▶ What to produce:
Answer these questions from the excerpt on Plath:
1. How old was Plath when her father died?
2. What does the excerpt name as Plath's last poem?
3. In "Balloon," what is left in the baby's fist after the balloon bursts?

▶ Excerpted text:

#####

This is more than merely a fear of death, or a fear of life. This is more than anxiety or depression. This is some kind of love for, or addiction for, one’s own end. Perhaps this is truly the death instinct. And even though we might say that everyone has this and that anyone might succumb to it, given the right set of circumstances, some people — for example, Plath — have this instinct pervasively and continuously, and rarely does the life instinct overpower it.

In Ernest Becker’s The Denial of Death, the author talks about transference and how people need this in order to attempt to make themselves whole from their fears and anxieties. However, transference is a distortion of reality. “But now we see that this distortion has two dimensions: distortion due to the fear of life and death and distortion due to the heroic attempt to assure self-expansion and the intimate connection of one’s inner self to surrounding nature.”

Plath, in an attempt to deal with the great pain and anxiety of her life, focused her fears on the fear of death. This eventually became an obsession with her and thus led to the suicide attempts. She did “attempt to assure self-expansion” by writing about her inner experiences. This is the heroic part of her life — the fact that she did produce good poetry, as well as the fact that she did struggle in an attempt to insure some kind of immortality. But she could not get past the death theme and on to her life impulses — at least Plath’s writing does not show us that she could do that. A poem that she wrote in the month of her death shows Plath returning to “that cadaver’s head . . . like some black, noseless balloon stinking of vinegar,” an image that she mentions on the first page of The Bell Jar.

In her poem “Balloon,” Plath tries to write about life, focusing on the Christmas holiday she has just celebrated and on a baby boy squeaking a balloon. Yet, in the end, the balloon is burst, leaving only a shred of red in the baby’s fist. The poem’s early images are disembodied, and then the end comes, with nothing. We recall the first lines of Plath’s last poem, “Edge”: “The woman is perfected. / Her dead / Body . . . “

Dr. Johnson, an English essayist of the eighteenth century, said that the prospect of death concentrates the mind. We see that principle operating in Plath in a perverse way. Her death thoughts, however, led to excellent poetry. But her poetry never became a path to freedom from those thoughts. We see that The Bell Jar was an attempt at self-analysis, perhaps an attempt for Plath to cure herself. Yet it did not work. She was able to transform her fears and phobias and obsessions into literature, yet the literature did not become a way for her to save herself. Was it just that the poetic gaze into the abyss was too much for Plath? Did she become too enamored with the abyss? Did the high of creativity, the drug of writing poetry make Plath think that she could escape the pain of life somehow, and when she couldn’t, she turned that anger on herself? For some reason, Plath was never able to get beyond or above, or over, her childish fears of life and death, and maybe even her fear of sex. She was not able to get to that point where the adult knows that life is to be lived and lived as an act of faith, as an act of courage. One must at some point, eventually, decide to choose life, not death. At this point, death becomes an adversary. Death is not the “sweet drug,” not a friend.

We sympathize with Plath, however, who became tired of her struggle. We remember how the death of her father, when she was eight, affected the rest of her life, and of how, when she was eighteen and troubled after her summer in New York City, she wanted only to join him in his grave. Clearly, Plath desired — sometimes more than death — a superior power, or force, to give form and authority and form, and thus a sense of happiness, to her early life. Then he was gone, and she tried to replace him, as she so bitterly tells us in “Daddy”: “I made a model of you, / A man in black with a Meinkampf look.” Her art was an attempt to give herself to something with a life force and a possibility for immortality. Yet, in the end, her death force won, and her anger that she expresses in the line “Daddy, daddy, you bastard, I’m through” is turned back on herself. Only death, ultimately, will not disappoint Plath.

#####

[Collected data]
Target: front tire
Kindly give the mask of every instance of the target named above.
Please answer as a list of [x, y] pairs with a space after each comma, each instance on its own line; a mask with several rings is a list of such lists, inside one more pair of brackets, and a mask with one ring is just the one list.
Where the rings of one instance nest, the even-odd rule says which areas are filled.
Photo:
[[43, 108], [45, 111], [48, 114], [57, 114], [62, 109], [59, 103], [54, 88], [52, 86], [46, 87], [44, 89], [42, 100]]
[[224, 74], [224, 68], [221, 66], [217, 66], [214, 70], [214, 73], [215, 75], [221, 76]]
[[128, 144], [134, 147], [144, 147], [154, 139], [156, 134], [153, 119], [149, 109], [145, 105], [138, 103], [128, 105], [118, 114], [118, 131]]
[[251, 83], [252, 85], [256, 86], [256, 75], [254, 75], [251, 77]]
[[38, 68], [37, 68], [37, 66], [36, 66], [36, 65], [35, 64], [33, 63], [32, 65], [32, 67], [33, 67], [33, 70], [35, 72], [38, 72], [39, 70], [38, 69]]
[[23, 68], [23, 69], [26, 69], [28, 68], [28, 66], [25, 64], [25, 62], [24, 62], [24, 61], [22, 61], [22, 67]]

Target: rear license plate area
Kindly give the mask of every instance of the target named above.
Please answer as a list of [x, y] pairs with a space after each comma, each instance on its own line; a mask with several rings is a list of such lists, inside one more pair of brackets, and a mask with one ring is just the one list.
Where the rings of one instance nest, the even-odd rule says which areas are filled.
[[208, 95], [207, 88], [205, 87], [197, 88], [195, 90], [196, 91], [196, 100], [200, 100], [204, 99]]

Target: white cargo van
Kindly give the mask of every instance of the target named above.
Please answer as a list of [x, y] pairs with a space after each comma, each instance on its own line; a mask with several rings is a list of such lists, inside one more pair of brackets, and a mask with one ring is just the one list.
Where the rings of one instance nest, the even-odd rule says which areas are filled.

#####

▶ Result:
1. Eight.
2. "Edge."
3. A shred of red.